## Your assignment
Copy the data exactly. Leave nothing out.

## Given data
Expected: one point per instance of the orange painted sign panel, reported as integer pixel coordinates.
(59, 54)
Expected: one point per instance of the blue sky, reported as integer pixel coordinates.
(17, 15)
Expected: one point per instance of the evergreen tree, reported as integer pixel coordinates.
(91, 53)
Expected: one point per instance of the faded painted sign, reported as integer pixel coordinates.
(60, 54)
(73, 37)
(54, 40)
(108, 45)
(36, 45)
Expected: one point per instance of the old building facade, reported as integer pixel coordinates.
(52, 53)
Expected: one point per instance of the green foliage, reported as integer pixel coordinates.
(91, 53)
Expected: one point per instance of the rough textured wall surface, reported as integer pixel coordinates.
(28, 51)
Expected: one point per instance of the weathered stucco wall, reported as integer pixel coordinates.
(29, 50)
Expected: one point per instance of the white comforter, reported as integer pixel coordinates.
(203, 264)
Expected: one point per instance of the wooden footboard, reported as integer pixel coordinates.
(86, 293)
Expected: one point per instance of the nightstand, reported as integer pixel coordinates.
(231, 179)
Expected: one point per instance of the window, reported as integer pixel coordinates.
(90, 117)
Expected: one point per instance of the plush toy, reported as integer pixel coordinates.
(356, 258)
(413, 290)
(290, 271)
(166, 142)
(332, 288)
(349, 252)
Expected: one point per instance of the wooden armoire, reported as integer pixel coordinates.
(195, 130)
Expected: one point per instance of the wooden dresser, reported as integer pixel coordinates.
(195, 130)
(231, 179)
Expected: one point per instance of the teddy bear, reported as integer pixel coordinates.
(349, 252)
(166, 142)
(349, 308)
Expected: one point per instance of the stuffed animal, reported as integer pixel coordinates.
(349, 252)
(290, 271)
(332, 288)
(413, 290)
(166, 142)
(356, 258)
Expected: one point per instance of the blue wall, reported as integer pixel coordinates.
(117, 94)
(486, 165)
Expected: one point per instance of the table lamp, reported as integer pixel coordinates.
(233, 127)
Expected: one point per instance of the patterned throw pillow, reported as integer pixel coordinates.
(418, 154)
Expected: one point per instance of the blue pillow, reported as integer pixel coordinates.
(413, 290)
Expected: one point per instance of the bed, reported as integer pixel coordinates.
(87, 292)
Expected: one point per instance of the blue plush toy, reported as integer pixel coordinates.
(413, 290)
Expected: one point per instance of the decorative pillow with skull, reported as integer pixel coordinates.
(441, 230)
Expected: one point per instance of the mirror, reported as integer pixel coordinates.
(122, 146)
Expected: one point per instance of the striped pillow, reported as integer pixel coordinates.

## Solved exercise
Expected: one point per instance of the orange painted sign panel, reported as integer pixel coordinates.
(59, 54)
Expected: one point per instance of the blue sky, reported as integer pixel coordinates.
(17, 15)
Expected: one point per instance of the evergreen tree, reported as integer pixel coordinates.
(91, 53)
Expected: one point per instance of the faded painted sign, reported as integer pixel coordinates.
(60, 54)
(73, 37)
(54, 40)
(108, 45)
(36, 45)
Expected: one point per instance of the old building facade, reported as integer pixel coordinates.
(52, 53)
Expected: one point per instance of the green foliage, reported as integer pixel coordinates.
(91, 53)
Expected: one point per instance of the rough textured wall surface, reported as integer pixel coordinates.
(28, 51)
Expected: one point per instance of the weathered stucco wall, reported as integer pixel coordinates.
(29, 50)
Expected: one point per instance of the white comforter, reported as integer pixel coordinates.
(203, 264)
Expected: one point per instance of the wooden footboard, reported as integer pixel coordinates.
(86, 293)
Expected: one point per instance of the nightstand, reported as integer pixel coordinates.
(231, 179)
Expected: one point per instance of the window, reported as integer pixel coordinates.
(90, 117)
Expected: one point per instance of the plush toy, reported as integer pixel coordinates.
(356, 258)
(413, 290)
(290, 271)
(166, 142)
(332, 288)
(349, 252)
Expected: one point per instance of the wooden armoire, reported as integer pixel coordinates.
(195, 130)
Expected: one point per instance of the wooden dresser, reported as integer pixel coordinates.
(195, 130)
(231, 179)
Expected: one point per instance of the teddy bear, reported as integer pixel coordinates.
(349, 252)
(166, 142)
(349, 308)
Expected: one point per instance of the stuffed animal, reported as integer pixel coordinates.
(349, 252)
(290, 271)
(332, 288)
(413, 290)
(166, 142)
(356, 258)
Expected: one point per instance of the blue wall, reported as integer pixel coordinates.
(117, 94)
(486, 165)
Expected: one point per instance of the table lamp, reported as integer pixel coordinates.
(233, 127)
Expected: one point per instance of the patterned throw pillow, reported as integer pixel coordinates.
(418, 154)
Expected: one point per instance of the blue pillow, reported as integer pixel coordinates.
(413, 290)
Expected: one point per instance of the bed, reported as integer pixel coordinates.
(87, 292)
Expected: one point per instance of the blue plush toy, reported as integer pixel coordinates.
(413, 290)
Expected: one point per instance of the decorative pillow with skull, reported as integer pixel coordinates.
(441, 230)
Expected: one point per instance of the mirror, reported as integer pixel coordinates.
(122, 146)
Expected: one point per instance of the striped pillow, reported as integer pixel coordinates.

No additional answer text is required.